- _DIRECTIONS FOR THIS TASK_
Copy out, precisely as given, the lines from the line with "Where can you find the green" to the end of the entries that follow.

Records contained in a dataset
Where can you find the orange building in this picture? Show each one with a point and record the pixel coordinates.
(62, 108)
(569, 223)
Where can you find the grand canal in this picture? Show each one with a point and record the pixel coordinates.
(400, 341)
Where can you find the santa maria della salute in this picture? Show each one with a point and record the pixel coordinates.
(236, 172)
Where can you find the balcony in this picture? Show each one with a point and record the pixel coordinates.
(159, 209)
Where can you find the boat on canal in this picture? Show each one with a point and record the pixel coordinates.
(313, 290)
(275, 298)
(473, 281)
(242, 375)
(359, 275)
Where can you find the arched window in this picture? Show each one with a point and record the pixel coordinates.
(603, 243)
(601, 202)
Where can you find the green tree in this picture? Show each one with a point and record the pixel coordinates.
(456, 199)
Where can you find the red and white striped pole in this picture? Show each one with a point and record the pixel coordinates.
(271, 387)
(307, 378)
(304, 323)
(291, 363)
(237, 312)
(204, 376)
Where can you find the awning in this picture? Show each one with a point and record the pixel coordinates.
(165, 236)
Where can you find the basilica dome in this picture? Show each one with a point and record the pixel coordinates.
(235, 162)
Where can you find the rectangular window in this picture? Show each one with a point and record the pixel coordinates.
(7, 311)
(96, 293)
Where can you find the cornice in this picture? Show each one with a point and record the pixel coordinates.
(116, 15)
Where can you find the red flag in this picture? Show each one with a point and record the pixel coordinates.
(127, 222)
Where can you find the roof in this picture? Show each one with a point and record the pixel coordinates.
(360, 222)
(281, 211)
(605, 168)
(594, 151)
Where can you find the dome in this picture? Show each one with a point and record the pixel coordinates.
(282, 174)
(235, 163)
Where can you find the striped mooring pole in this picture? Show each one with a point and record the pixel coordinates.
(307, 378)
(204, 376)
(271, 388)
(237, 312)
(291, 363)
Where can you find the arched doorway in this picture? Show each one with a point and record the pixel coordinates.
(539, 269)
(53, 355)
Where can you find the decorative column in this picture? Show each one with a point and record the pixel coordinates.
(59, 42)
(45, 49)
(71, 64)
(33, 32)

- _WRITTEN RESPONSE_
Where can you find the green tree in this picture? Show each one with a point and record the pixel coordinates.
(456, 199)
Where can you find the red and white striped pole in this picture? Show each one with a point and record the pixel coordinates.
(271, 387)
(307, 378)
(304, 323)
(291, 363)
(237, 312)
(204, 376)
Where can you find the awning in this picture? Show each one with a point and record the pixel coordinates.
(165, 236)
Where can you find the basilica dome in this picture? Show each one with a point and record the pixel coordinates.
(235, 162)
Where can you find the rectangular window in this picture? Show each one with a point and record the pixel coordinates.
(7, 311)
(96, 293)
Where can you find the cornice in this picture? Show each one with a point and record the pixel coordinates.
(116, 15)
Where can you find the red flag in this picture? Show each one with a point and record the pixel coordinates.
(127, 222)
Where can you find the roof in this picture? Show each one with a point and record the pixel coordinates.
(360, 222)
(281, 211)
(605, 168)
(594, 151)
Where can you find the dome in this picture? Show each one with a point and record the pixel coordinates.
(282, 174)
(235, 163)
Where can you find the striped mooring pole in this picture? Show each one with a point and record the pixel coordinates.
(307, 378)
(204, 376)
(271, 388)
(237, 312)
(291, 363)
Where can you find the arched doorway in this picture? Show each one with a point and record the pixel coordinates.
(539, 269)
(53, 355)
Where can you find the decorative column in this picture? Show each one with a point and record the pixel coordinates.
(59, 42)
(45, 49)
(71, 64)
(33, 32)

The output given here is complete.